Extracted data entries:
━━━━━━━━
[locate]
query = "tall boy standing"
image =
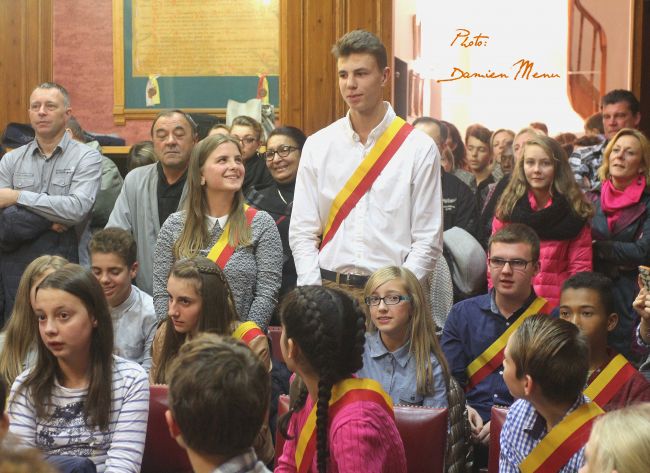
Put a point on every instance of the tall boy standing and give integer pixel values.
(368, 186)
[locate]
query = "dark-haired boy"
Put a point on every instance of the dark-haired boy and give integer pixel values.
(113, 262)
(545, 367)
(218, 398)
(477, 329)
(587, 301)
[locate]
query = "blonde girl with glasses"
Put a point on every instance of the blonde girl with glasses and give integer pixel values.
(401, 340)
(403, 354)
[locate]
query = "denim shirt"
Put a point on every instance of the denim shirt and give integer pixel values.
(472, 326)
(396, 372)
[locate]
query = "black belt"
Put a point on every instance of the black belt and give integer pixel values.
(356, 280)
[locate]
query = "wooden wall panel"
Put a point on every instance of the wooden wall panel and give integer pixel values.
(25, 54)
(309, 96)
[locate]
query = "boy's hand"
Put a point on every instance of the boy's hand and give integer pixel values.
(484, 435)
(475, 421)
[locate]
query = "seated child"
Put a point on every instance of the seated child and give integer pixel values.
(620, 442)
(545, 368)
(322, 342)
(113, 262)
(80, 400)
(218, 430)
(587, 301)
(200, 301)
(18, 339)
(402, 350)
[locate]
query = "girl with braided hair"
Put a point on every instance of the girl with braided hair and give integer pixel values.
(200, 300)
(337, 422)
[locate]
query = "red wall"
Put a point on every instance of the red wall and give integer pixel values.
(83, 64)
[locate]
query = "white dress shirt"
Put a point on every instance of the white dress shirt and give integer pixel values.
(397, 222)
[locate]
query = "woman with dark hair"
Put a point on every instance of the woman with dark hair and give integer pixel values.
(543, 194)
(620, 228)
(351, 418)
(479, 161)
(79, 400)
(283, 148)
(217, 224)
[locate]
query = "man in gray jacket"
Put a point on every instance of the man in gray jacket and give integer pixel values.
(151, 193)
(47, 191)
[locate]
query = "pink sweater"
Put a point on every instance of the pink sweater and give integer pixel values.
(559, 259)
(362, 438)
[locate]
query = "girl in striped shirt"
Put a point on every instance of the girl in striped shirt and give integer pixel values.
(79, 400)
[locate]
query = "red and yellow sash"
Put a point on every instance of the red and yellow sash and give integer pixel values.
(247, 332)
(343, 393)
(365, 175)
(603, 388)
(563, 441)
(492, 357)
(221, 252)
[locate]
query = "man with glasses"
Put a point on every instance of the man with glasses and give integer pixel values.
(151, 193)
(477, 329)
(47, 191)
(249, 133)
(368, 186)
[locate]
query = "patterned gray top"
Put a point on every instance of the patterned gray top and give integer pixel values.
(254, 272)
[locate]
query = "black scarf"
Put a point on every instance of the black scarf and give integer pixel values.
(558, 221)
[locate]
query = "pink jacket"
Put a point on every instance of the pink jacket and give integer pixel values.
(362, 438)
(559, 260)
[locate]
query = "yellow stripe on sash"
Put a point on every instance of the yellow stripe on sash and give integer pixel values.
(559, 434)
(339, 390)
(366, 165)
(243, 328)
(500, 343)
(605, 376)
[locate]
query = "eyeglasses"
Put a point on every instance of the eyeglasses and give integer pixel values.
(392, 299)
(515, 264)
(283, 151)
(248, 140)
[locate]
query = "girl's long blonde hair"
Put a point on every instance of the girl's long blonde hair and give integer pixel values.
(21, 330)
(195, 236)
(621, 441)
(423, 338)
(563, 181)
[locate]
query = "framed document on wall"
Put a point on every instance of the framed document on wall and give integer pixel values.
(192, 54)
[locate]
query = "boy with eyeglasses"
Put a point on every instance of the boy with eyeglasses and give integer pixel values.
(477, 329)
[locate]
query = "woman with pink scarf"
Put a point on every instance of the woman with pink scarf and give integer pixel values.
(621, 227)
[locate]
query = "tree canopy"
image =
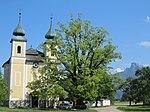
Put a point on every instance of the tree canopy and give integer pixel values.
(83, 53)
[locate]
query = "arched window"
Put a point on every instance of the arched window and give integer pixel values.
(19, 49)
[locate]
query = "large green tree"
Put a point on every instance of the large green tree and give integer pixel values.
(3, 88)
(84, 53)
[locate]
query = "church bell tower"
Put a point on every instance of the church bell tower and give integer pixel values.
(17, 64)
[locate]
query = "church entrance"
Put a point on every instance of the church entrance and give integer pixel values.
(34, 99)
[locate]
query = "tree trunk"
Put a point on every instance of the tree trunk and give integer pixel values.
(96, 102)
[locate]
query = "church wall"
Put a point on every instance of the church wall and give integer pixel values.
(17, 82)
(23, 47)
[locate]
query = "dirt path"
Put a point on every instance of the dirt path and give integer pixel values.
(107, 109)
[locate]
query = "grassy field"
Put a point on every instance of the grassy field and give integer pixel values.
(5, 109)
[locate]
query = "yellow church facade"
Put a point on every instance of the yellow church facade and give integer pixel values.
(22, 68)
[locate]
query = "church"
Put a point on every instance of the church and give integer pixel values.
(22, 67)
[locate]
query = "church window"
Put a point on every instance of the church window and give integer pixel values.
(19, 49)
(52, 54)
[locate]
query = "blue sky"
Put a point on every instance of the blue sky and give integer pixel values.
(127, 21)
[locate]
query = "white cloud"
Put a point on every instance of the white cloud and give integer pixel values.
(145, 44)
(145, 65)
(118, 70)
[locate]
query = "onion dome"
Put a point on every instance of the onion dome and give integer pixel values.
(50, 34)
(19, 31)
━━━━━━━━
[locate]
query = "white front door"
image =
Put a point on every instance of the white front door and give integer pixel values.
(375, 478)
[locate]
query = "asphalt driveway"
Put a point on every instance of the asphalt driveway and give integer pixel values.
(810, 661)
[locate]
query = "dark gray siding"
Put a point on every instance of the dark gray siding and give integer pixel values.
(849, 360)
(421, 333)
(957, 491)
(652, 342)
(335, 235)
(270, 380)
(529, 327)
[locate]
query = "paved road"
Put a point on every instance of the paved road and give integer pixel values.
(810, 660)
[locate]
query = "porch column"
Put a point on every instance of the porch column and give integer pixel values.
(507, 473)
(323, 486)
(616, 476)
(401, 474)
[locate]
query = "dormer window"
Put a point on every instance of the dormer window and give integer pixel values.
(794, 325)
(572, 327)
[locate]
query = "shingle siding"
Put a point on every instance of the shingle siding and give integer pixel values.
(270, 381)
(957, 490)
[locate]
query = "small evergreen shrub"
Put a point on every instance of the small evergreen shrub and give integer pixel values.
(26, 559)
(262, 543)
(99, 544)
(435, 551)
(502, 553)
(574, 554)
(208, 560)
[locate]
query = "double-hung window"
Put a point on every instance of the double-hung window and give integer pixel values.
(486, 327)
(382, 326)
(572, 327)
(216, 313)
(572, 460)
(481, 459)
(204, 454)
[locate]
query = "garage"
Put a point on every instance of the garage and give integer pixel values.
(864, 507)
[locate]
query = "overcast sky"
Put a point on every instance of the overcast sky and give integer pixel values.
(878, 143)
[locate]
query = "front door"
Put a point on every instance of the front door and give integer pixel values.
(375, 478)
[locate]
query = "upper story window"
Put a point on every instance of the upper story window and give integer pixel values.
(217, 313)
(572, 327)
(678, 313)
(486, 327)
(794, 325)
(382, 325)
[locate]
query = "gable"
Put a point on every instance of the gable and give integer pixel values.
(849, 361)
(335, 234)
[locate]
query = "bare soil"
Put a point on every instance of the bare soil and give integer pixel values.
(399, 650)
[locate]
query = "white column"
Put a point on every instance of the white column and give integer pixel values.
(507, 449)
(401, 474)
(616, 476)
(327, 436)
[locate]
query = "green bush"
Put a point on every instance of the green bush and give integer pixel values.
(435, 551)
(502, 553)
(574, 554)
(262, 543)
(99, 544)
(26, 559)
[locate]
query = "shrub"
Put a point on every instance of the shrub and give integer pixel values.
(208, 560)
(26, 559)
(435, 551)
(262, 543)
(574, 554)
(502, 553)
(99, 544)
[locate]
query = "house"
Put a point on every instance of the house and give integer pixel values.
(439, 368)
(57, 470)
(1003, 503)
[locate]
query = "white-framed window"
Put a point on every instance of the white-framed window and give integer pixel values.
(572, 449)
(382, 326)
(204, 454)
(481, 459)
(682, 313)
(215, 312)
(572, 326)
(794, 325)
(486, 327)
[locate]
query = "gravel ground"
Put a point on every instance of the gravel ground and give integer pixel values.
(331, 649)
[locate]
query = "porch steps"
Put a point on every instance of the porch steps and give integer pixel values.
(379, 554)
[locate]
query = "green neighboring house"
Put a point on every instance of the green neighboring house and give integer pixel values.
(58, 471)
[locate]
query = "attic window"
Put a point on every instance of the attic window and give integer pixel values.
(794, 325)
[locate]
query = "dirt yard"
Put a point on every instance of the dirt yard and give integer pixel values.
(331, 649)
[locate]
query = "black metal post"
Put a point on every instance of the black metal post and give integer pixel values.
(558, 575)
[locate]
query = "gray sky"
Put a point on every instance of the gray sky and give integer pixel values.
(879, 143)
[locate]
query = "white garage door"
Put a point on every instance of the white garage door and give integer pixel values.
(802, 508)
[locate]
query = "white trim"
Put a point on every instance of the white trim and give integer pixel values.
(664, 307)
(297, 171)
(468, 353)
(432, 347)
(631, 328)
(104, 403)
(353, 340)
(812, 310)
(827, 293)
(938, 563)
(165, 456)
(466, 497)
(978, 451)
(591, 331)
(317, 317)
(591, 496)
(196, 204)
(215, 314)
━━━━━━━━
PROBLEM TO WORK ON: How many lines in the listing contain the word "onion"? Reply with the number alone.

ANSWER TO THE TASK: 2